■ Aufgaben
A) Wie lässt sich der Absatz des Interviews, der mit „Ich bin deutsch- und italienischsprachig“ beginnt, als knappe Stichpunktliste fassen, ohne dass die wesentlichen Fakten verloren gehen?
B) Wie lautet im Interview die Stelle von „Ich bin deutsch- und“ bis einschließlich „sogenannten Friedensmissionen einsetzt.“? Gib sie wortgetreu aus.

Herr Augscheller, Sie sind Spitzenkandidat Ihrer Partei, der Rifondazione comunista und das als einziger deutschsprachiger Südtiroler, wie kam es dazu?
Ich bin deutsch- und italienischsprachig, meine Mutter ist Sizilianerin und mein Vater Südtiroler, also zweisprachig. In meinem Elternhaus wurden zwei Sprachen gesprochen und auch sonst der soziale Gedanke hochgehalten, mein Großvater war sizilianischer Eisenbahner und Antifaschist, da wird man schon sensibel auf Solidarität und Toleranz. So kam ich 1996 zu Rifondazione comunista, weil es für mich damals und auch heute noch die einzige Partei ist, die keine Dogmen predigt und sich seit jeher gegen den Krieg und die Teilnahme an sogenannten Friedensmissionen einsetzt.

■ Daten

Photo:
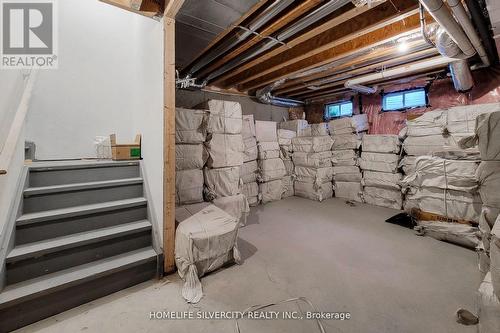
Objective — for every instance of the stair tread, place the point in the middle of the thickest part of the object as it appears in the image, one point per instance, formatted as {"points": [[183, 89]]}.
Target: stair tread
{"points": [[79, 210], [74, 275], [37, 249], [81, 186], [71, 165]]}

■ Lösungen
A)
- Zweisprachig (deutsch und italienisch): Mutter Sizilianerin, Vater Südtiroler
- Im Elternhaus wurden zwei Sprachen gesprochen, und der soziale Gedanke wurde hochgehalten
- Großvater: sizilianischer Eisenbahner und Antifaschist, daher Sensibilität für Solidarität und Toleranz
- 1996 Weg zu Rifondazione comunista
- Grund: damals wie heute die einzige Partei, die keine Dogmen predigt und sich seit jeher gegen den Krieg und die Teilnahme an sogenannten Friedensmissionen einsetzt

B)
Ich bin deutsch- und italienischsprachig, meine Mutter ist Sizilianerin und mein Vater Südtiroler, also zweisprachig. In meinem Elternhaus wurden zwei Sprachen gesprochen und auch sonst der soziale Gedanke hochgehalten, mein Großvater war sizilianischer Eisenbahner und Antifaschist, da wird man schon sensibel auf Solidarität und Toleranz. So kam ich 1996 zu Rifondazione comunista, weil es für mich damals und auch heute noch die einzige Partei ist, die keine Dogmen predigt und sich seit jeher gegen den Krieg und die Teilnahme an sogenannten Friedensmissionen einsetzt.